SOAL LATIHAN =
**a)** Tuliskan kembali tanpa mengubah satu huruf pun bagian bacaan tentang Kartika Ratna yang dimulai dengan kata-kata "Sejak awal perkawinan" dan berakhir pada "pindah ke Surabaya.".
**b)** Jawab singkat berdasarkan bacaan tentang Kartika Ratna:
(i) Di mana Kartika Ratna dilahirkan?
(ii) Pada tahun berapa ia menikah dengan Herlambang?
(iii) Apa usaha ayahnya, Tan Tjing Bo?

TEKS BACAAN =
MULANYA Kartika Ratna hanyalah ibu rumah tangga biasa saja.
Wanita yang dilahirkan di Nganjuk, Jawa Timur, dengan nama Tan
Kim Giok alias Elsye itu pada 1950 menikah dengan seorang
pedagang Malang, Nio Kiauw Lam alias Herlambang, dalam usia 21
tahun. Dari perkawinan itu lahir sepasang anak yang kini ikut
Herlamban.
Sejak awal perkawinan itu antara keduanya terdapat perbedaan
yang menyolok. Kartika, anak pedagang palawija dan tembakau
yang kaya di Malang, Tan Tjing Bo, suka hidup mewah -
mengunjungi tempat dansa dan makan di restoran. Sebaliknya, si
suami hidup hati-hati dan berhemat sebagaimana layaknya pedagang
keturunan Cina kelas menengah. Namun, semua perbedaan itu dapat
mereka atasi sampai keluarga itu pindah ke Surabaya.

BAGIAN DATA =

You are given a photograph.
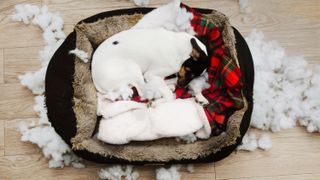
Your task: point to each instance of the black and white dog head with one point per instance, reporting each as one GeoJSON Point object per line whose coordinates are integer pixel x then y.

HASIL LATIHAN =
**a)**
Sejak awal perkawinan itu antara keduanya terdapat perbedaan
yang menyolok. Kartika, anak pedagang palawija dan tembakau
yang kaya di Malang, Tan Tjing Bo, suka hidup mewah -
mengunjungi tempat dansa dan makan di restoran. Sebaliknya, si
suami hidup hati-hati dan berhemat sebagaimana layaknya pedagang
keturunan Cina kelas menengah. Namun, semua perbedaan itu dapat
mereka atasi sampai keluarga itu pindah ke Surabaya.

**b)**
(i) Di Nganjuk, Jawa Timur.
(ii) Pada tahun 1950.
(iii) Pedagang palawija dan tembakau.